(Records contained in a dataset)

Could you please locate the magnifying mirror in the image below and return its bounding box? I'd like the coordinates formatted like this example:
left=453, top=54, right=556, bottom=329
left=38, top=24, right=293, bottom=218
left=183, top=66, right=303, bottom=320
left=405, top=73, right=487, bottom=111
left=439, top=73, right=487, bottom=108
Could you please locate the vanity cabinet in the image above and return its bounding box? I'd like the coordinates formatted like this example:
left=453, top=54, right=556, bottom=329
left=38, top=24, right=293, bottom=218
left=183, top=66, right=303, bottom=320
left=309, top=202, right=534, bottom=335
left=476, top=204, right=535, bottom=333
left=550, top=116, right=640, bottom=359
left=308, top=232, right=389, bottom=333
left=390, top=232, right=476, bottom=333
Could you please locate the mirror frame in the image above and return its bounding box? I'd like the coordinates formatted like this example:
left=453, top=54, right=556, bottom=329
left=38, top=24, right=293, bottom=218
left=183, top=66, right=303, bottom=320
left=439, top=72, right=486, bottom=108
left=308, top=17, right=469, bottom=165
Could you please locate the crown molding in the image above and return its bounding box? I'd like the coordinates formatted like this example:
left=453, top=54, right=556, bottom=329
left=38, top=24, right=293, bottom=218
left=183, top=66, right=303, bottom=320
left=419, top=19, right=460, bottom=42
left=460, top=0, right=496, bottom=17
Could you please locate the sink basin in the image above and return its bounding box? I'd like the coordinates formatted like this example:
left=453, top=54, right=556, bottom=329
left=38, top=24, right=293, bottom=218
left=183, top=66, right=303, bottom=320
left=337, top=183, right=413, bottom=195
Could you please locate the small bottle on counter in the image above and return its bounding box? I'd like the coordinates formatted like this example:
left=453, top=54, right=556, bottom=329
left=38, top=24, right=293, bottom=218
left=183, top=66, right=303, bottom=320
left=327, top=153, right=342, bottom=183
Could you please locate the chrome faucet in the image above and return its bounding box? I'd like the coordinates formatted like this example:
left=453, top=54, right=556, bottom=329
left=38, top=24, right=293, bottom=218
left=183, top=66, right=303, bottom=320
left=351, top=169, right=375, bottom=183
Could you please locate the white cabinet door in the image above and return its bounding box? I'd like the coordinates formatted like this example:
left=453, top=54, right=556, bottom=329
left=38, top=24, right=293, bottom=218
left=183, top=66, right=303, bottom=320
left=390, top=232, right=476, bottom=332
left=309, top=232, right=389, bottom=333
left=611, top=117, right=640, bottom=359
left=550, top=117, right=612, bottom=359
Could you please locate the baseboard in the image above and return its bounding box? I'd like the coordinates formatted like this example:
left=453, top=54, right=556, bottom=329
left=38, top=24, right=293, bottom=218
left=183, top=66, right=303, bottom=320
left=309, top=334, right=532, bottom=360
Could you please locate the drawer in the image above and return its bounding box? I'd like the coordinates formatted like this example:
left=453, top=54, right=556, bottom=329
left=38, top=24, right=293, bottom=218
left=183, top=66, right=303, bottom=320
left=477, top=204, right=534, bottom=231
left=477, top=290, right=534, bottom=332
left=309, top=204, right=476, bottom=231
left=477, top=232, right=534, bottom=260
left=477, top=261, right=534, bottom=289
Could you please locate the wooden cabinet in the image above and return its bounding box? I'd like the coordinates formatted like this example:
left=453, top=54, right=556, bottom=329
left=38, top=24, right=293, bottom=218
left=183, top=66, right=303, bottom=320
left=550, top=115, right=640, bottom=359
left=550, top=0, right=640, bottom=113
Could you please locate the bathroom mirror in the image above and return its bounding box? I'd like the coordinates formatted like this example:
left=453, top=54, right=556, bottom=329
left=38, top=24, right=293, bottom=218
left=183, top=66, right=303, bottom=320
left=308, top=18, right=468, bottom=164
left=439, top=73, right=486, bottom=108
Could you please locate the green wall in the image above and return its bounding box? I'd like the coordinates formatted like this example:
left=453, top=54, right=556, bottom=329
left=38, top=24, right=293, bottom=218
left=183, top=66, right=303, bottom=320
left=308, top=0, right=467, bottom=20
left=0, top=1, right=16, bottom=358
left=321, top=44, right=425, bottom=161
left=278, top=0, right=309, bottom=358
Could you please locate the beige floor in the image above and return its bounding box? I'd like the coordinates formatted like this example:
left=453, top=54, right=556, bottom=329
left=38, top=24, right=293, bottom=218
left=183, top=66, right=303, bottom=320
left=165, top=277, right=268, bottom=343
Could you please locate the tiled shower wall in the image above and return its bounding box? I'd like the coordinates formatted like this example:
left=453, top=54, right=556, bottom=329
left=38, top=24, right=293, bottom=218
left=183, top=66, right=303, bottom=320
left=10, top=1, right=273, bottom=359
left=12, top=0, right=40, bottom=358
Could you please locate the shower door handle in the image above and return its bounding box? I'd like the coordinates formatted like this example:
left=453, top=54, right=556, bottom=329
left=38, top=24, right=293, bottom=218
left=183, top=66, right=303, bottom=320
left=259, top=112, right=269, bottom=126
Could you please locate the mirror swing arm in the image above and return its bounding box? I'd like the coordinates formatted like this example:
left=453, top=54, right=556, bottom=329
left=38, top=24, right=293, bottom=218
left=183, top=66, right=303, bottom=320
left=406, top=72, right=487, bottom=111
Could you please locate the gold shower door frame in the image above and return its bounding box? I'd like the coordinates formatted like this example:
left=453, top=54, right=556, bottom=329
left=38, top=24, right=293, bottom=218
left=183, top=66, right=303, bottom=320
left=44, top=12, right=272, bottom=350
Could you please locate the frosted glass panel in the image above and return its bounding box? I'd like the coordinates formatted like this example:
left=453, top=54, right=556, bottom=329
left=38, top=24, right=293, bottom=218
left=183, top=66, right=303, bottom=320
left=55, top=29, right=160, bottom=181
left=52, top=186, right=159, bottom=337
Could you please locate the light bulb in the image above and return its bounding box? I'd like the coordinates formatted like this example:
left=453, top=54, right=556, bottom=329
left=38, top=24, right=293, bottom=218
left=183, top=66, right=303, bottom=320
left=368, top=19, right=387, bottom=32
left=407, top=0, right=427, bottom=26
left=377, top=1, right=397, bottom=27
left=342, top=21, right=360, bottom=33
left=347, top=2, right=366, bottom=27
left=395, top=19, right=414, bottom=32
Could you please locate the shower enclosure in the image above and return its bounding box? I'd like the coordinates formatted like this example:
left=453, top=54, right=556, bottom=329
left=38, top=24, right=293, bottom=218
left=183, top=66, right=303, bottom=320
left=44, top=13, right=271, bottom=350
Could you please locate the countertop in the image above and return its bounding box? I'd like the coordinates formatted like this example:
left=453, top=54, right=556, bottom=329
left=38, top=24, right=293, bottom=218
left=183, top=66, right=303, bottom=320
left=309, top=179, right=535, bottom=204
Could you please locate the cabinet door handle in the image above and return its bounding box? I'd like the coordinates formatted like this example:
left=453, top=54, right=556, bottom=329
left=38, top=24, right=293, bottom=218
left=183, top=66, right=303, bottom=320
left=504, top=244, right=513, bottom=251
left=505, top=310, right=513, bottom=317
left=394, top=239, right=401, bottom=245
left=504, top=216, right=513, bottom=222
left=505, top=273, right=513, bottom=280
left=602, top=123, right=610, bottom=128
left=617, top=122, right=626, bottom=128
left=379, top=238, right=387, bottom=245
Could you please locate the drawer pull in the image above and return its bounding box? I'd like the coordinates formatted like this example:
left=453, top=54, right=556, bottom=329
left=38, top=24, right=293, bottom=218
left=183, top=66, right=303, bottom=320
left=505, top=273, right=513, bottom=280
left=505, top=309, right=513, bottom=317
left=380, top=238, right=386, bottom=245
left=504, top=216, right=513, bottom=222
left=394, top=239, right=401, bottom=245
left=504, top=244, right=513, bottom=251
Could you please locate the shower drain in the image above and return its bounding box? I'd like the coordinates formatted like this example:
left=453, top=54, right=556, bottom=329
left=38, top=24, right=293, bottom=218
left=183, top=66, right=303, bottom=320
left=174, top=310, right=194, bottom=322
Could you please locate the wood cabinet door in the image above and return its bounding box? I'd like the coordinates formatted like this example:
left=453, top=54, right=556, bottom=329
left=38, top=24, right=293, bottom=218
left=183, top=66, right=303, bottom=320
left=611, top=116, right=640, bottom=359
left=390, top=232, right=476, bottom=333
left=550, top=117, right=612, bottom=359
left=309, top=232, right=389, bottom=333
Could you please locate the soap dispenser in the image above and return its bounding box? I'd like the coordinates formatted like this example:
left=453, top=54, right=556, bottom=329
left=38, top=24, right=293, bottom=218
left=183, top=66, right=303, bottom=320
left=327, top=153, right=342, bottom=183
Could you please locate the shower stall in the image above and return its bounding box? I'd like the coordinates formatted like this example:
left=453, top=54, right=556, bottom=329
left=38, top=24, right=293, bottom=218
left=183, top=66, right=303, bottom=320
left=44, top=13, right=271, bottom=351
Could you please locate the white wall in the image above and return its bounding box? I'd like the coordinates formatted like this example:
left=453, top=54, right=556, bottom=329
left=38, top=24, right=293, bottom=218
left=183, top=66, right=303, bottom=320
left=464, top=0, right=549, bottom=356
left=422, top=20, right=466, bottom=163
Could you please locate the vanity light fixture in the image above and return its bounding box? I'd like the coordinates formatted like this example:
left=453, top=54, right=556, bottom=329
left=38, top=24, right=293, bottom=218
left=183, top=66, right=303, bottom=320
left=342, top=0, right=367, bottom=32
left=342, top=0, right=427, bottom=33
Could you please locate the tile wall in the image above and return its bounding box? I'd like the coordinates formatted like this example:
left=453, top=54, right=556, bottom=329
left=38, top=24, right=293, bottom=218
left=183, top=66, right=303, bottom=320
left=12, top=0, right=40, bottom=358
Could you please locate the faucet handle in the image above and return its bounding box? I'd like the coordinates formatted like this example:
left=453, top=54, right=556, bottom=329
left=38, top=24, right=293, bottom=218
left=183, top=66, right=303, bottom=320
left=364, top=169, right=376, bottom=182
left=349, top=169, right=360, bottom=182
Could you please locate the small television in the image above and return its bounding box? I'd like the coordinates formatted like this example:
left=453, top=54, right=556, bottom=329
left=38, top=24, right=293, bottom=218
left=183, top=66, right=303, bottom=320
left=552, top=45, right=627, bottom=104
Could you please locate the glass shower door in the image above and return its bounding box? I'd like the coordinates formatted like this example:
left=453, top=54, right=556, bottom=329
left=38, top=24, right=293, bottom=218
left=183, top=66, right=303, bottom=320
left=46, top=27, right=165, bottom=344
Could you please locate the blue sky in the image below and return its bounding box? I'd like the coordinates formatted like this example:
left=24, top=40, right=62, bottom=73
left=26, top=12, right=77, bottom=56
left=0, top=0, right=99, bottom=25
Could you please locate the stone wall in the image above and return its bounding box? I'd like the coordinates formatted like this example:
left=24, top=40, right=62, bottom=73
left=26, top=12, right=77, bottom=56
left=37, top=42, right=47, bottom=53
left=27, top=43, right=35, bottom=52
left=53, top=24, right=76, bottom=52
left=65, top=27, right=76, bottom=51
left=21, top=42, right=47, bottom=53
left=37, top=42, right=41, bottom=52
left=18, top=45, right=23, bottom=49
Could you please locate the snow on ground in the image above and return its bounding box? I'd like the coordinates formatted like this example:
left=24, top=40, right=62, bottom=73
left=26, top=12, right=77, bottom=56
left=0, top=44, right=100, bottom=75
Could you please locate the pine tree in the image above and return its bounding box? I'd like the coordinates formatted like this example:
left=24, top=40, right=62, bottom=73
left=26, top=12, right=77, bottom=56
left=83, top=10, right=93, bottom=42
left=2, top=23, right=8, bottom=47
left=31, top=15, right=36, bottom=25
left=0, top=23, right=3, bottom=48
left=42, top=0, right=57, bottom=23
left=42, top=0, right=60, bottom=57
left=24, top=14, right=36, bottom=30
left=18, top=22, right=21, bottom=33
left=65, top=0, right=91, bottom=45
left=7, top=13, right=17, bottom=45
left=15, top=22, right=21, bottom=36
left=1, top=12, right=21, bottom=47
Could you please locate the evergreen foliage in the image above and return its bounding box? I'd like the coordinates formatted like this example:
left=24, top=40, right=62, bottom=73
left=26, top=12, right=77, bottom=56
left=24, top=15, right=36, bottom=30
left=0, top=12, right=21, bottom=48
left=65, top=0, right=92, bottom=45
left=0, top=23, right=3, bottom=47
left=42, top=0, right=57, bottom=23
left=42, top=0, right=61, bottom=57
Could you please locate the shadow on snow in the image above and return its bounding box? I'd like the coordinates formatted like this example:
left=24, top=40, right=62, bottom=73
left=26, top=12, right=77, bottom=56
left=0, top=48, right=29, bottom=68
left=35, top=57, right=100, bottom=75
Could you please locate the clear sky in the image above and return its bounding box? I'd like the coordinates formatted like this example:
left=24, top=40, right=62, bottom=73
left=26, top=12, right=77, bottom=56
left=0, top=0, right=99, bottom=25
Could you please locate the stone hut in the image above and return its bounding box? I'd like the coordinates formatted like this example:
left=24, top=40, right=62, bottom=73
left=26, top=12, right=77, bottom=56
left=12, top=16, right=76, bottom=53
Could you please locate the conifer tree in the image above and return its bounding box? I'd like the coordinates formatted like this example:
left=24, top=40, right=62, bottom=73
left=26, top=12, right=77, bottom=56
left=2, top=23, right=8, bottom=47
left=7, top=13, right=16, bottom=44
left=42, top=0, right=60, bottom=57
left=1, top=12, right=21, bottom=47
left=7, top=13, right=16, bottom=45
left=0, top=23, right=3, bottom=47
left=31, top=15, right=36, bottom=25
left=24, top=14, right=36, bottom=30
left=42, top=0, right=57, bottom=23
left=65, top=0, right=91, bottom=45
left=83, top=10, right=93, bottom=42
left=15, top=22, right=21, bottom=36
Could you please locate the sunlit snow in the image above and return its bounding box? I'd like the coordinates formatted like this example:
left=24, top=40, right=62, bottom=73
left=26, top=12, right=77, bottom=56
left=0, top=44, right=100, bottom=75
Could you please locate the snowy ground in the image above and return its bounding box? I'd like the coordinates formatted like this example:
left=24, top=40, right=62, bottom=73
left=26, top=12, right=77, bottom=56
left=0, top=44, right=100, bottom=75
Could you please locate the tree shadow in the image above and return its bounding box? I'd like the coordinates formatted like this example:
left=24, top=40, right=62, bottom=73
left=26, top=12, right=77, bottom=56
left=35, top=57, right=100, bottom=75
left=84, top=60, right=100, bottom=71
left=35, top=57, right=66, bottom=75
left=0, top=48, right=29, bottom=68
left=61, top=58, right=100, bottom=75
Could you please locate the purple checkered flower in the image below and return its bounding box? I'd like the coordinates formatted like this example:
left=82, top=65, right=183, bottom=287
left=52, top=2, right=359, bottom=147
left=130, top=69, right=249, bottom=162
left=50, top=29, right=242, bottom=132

• _What this task involves_
Read through the records above and copy the lines that contain "light".

• _Worked solution_
Could you please locate the light bulb in the image above and return its bounding box? I'd like the coordinates formatted like this example:
Could you please locate the vanity light fixture in the image above and return its bounding box? I'd like the coordinates formatted like this example:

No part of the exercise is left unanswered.